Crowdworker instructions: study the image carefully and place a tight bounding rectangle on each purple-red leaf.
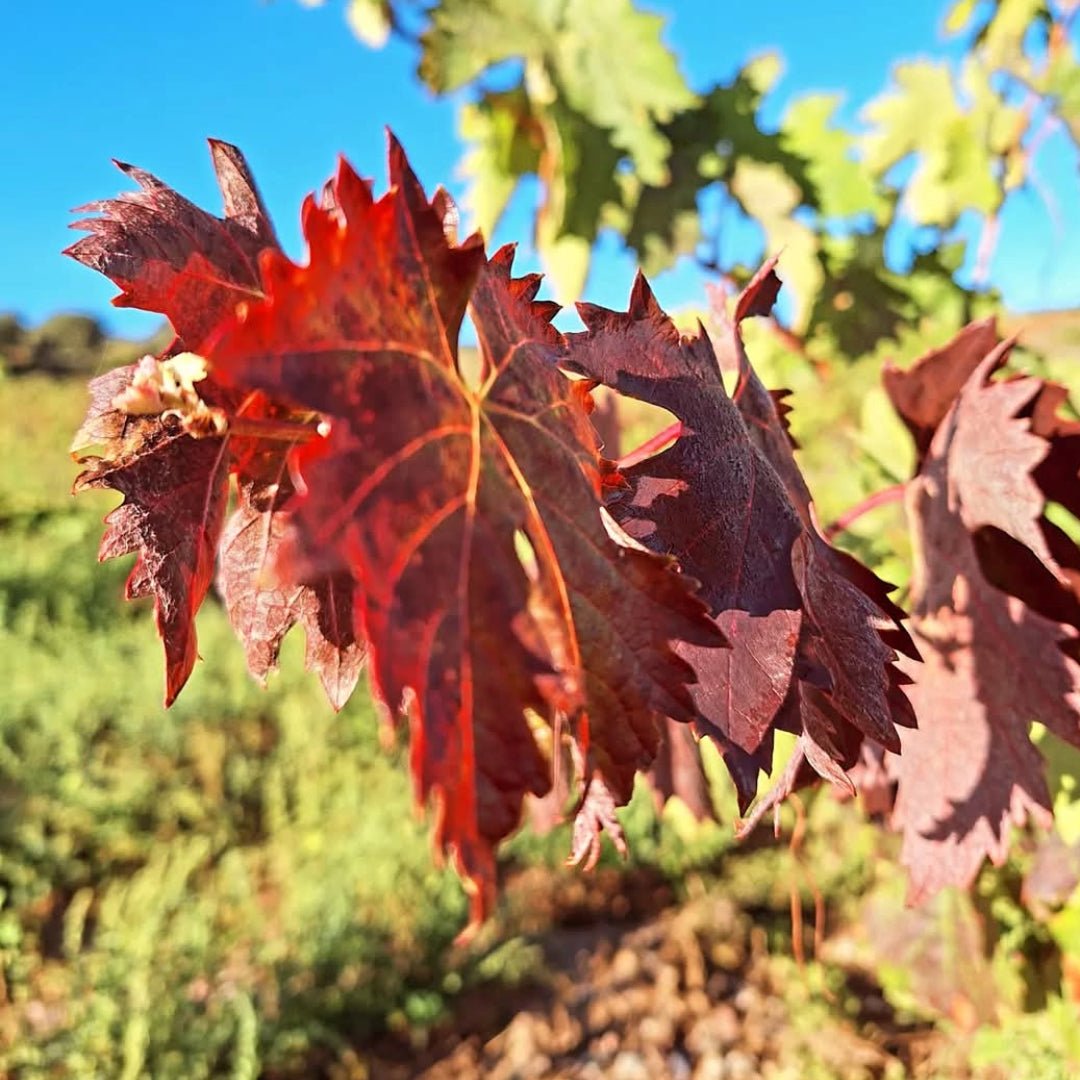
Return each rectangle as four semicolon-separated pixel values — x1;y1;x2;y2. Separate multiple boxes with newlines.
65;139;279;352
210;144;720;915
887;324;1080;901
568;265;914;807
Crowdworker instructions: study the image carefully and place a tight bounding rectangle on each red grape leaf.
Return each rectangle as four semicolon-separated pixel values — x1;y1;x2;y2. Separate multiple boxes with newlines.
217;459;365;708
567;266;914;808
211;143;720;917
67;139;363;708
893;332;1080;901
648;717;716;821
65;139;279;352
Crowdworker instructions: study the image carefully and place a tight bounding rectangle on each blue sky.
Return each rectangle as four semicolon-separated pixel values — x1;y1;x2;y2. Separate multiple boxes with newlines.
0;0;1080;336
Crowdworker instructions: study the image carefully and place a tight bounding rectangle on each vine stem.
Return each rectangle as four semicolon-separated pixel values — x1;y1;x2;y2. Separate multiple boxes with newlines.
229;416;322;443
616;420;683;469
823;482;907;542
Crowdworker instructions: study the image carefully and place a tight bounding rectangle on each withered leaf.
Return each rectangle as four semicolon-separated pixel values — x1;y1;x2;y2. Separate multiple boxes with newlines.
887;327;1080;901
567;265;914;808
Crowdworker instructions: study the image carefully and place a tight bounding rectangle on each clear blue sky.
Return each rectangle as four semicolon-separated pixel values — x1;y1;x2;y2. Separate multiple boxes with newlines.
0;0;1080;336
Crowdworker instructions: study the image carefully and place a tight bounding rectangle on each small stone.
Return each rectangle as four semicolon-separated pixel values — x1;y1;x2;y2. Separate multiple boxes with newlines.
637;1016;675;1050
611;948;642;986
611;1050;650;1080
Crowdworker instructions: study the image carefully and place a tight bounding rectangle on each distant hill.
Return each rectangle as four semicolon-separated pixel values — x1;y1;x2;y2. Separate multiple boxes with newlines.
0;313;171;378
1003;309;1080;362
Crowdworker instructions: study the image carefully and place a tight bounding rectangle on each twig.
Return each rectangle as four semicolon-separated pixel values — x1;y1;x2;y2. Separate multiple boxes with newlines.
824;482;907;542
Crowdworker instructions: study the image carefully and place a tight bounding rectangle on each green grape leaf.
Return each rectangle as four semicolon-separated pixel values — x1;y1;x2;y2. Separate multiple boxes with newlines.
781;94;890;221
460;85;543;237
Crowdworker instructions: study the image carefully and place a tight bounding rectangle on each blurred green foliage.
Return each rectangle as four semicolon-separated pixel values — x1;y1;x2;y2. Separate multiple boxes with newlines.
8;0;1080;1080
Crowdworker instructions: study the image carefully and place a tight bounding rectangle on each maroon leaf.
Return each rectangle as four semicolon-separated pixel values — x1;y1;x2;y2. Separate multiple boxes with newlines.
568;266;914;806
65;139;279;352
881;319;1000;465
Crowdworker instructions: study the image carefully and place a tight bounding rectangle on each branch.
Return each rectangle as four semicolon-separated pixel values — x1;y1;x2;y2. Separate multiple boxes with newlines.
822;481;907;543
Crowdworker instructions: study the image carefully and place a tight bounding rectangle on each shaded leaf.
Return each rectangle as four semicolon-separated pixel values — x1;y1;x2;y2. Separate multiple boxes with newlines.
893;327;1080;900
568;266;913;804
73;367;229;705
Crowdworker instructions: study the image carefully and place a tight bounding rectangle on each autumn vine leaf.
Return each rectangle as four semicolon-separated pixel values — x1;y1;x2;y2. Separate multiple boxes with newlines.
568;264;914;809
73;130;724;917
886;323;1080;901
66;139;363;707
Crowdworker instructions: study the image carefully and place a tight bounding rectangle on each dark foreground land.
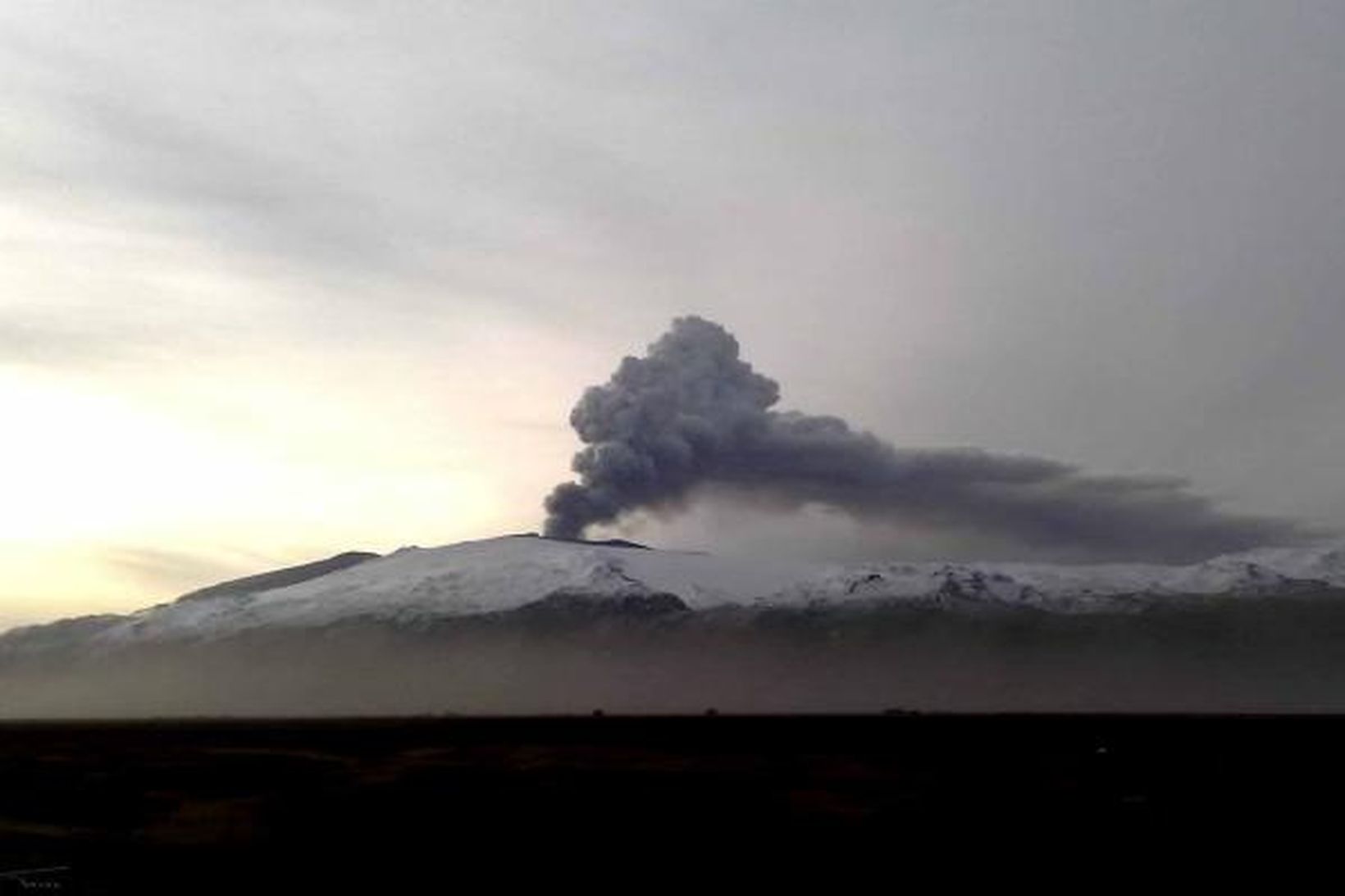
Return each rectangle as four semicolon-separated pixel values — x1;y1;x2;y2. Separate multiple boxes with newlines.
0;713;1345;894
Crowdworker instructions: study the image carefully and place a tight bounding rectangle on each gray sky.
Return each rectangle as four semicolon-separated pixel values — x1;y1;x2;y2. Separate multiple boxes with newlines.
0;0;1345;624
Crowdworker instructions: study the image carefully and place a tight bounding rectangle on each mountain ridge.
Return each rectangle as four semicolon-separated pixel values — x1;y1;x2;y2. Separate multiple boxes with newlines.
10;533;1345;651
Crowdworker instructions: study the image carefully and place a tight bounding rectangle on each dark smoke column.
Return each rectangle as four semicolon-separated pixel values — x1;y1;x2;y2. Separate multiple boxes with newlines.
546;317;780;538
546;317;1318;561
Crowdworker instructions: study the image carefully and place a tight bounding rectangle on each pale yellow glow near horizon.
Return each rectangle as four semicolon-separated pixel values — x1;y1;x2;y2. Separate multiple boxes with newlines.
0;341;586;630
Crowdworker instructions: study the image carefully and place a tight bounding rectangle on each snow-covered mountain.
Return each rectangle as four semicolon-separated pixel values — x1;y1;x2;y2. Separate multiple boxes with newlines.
=-=-=-=-=
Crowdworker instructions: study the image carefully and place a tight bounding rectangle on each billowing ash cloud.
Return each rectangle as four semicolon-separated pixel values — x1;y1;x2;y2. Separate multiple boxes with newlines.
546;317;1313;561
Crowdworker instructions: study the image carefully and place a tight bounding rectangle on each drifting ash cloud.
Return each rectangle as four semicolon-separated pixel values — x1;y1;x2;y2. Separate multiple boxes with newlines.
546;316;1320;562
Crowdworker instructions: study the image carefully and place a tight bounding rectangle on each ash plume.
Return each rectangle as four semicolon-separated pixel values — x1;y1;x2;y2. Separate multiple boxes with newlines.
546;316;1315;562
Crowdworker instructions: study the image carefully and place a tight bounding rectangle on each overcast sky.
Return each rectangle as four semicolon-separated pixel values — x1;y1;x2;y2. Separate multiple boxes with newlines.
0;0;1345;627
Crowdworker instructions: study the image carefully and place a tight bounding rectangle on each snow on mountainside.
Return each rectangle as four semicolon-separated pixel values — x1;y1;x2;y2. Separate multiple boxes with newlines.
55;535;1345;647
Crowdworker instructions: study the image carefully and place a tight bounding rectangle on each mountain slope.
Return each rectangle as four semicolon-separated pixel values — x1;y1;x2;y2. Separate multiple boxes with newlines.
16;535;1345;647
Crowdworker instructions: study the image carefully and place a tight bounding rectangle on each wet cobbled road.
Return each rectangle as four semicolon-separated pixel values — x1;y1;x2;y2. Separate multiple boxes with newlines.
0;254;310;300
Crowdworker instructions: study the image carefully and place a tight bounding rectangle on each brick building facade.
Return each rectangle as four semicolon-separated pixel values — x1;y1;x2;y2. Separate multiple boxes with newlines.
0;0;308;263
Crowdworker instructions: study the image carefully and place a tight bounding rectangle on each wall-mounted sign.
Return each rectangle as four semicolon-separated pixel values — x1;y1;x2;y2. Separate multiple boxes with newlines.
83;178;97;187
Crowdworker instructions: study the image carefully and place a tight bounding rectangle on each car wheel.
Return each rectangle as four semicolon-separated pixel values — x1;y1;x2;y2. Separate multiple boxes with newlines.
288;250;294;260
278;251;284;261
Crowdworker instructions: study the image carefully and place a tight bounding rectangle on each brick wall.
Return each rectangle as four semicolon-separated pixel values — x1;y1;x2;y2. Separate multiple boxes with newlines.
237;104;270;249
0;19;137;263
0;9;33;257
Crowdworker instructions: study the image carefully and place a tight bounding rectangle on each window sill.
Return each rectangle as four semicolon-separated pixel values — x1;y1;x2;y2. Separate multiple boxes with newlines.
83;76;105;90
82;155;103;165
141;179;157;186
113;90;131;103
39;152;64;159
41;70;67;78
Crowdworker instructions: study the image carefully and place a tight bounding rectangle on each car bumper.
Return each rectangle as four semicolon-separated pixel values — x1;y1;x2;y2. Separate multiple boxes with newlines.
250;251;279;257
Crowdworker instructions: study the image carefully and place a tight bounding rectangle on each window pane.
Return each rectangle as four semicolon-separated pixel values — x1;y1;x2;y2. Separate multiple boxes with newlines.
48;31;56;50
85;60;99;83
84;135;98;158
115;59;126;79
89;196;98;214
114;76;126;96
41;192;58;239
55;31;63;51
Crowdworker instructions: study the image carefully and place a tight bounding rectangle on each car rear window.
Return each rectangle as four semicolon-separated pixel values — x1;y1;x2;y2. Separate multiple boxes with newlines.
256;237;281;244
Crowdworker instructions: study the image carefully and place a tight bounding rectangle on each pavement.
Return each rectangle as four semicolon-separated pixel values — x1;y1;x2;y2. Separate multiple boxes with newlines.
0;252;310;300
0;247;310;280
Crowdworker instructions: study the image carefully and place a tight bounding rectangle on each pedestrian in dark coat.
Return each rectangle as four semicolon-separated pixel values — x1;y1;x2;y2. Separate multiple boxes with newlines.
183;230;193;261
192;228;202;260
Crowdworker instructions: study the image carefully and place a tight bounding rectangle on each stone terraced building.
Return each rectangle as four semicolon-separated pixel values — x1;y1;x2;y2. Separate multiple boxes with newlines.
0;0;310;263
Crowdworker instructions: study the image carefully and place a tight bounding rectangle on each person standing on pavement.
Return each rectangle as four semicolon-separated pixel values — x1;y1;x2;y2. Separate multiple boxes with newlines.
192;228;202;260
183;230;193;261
=-=-=-=-=
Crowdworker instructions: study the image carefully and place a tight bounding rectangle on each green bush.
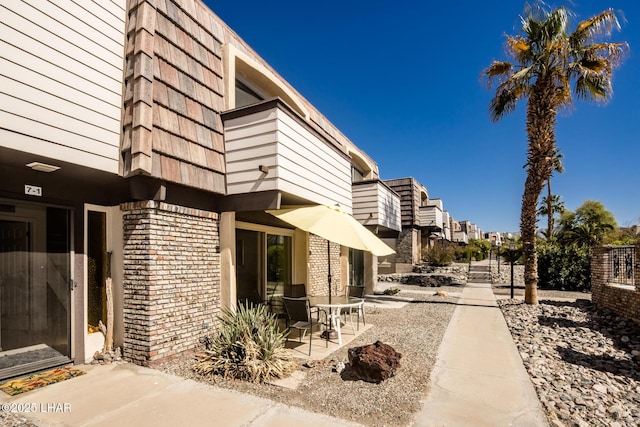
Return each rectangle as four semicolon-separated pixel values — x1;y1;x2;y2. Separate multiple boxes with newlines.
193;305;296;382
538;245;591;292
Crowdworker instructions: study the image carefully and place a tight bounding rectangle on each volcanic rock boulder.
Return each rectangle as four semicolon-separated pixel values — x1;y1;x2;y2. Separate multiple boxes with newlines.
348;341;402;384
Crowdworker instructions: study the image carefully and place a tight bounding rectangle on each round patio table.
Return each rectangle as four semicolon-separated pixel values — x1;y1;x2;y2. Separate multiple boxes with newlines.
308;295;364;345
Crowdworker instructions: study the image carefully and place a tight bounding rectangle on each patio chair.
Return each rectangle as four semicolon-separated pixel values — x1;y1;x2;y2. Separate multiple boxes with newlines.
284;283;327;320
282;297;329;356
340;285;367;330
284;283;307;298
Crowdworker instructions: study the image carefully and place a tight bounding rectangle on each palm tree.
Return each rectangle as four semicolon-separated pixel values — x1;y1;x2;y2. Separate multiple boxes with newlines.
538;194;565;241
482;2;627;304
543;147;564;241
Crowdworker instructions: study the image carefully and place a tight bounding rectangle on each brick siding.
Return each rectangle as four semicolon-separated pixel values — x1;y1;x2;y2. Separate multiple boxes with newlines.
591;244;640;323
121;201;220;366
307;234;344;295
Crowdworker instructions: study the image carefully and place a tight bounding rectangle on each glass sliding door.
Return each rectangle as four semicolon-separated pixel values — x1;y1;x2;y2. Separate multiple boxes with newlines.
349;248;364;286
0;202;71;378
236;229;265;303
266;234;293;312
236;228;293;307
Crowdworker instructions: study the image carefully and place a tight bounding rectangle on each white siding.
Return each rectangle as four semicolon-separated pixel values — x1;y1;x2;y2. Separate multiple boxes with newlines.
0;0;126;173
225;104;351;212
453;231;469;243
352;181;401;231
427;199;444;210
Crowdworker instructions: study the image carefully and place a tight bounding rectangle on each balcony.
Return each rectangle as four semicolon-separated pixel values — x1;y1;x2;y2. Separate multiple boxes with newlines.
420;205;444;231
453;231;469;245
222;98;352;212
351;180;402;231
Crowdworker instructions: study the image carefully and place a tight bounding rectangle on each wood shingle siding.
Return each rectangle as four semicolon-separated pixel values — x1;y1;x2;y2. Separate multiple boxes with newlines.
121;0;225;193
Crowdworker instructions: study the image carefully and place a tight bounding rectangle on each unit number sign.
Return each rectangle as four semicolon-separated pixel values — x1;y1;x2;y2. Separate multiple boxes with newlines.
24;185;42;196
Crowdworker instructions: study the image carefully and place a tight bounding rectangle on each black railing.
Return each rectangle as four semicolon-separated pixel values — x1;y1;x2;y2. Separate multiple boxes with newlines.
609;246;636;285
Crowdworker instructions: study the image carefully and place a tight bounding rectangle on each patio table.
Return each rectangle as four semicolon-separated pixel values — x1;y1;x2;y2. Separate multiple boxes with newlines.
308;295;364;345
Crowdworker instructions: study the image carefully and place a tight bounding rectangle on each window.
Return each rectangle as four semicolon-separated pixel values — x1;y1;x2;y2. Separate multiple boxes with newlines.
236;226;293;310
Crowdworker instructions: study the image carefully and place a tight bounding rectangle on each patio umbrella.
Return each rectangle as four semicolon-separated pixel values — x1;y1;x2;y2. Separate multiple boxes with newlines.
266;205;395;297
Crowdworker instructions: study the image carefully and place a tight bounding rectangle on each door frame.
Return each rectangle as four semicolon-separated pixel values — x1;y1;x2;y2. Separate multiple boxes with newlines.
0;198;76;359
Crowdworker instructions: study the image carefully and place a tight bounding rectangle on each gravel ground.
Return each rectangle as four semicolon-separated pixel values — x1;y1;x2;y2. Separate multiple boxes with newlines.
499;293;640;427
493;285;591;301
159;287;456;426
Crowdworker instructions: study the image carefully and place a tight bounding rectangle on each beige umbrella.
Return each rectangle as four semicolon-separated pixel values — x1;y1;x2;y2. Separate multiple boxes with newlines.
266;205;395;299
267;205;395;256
=-=-=-=-=
Problem to solve:
Could you reproduce verbatim the lines from the rows above, starting at the line that contains "each blue sky." and ending at the line that contains "823;482;907;542", with both of those lines included?

Complete answer:
Crowdworker instructions: study the image carefully and place a tight bounding rectangle on each blue sky.
Return each rectangle as four semicolon-separated pixel values — x1;y1;x2;y2. Separate multiple boxes with newlines.
0;0;1080;336
Crowdworker instructions: study the image carefully and place a tight bounding rectangle on each vine stem.
Return each rectangle as four semicolon-separated pixel values — x1;y1;x2;y2. Separate multiple boxes with newlines.
229;416;322;443
616;420;683;469
823;482;907;542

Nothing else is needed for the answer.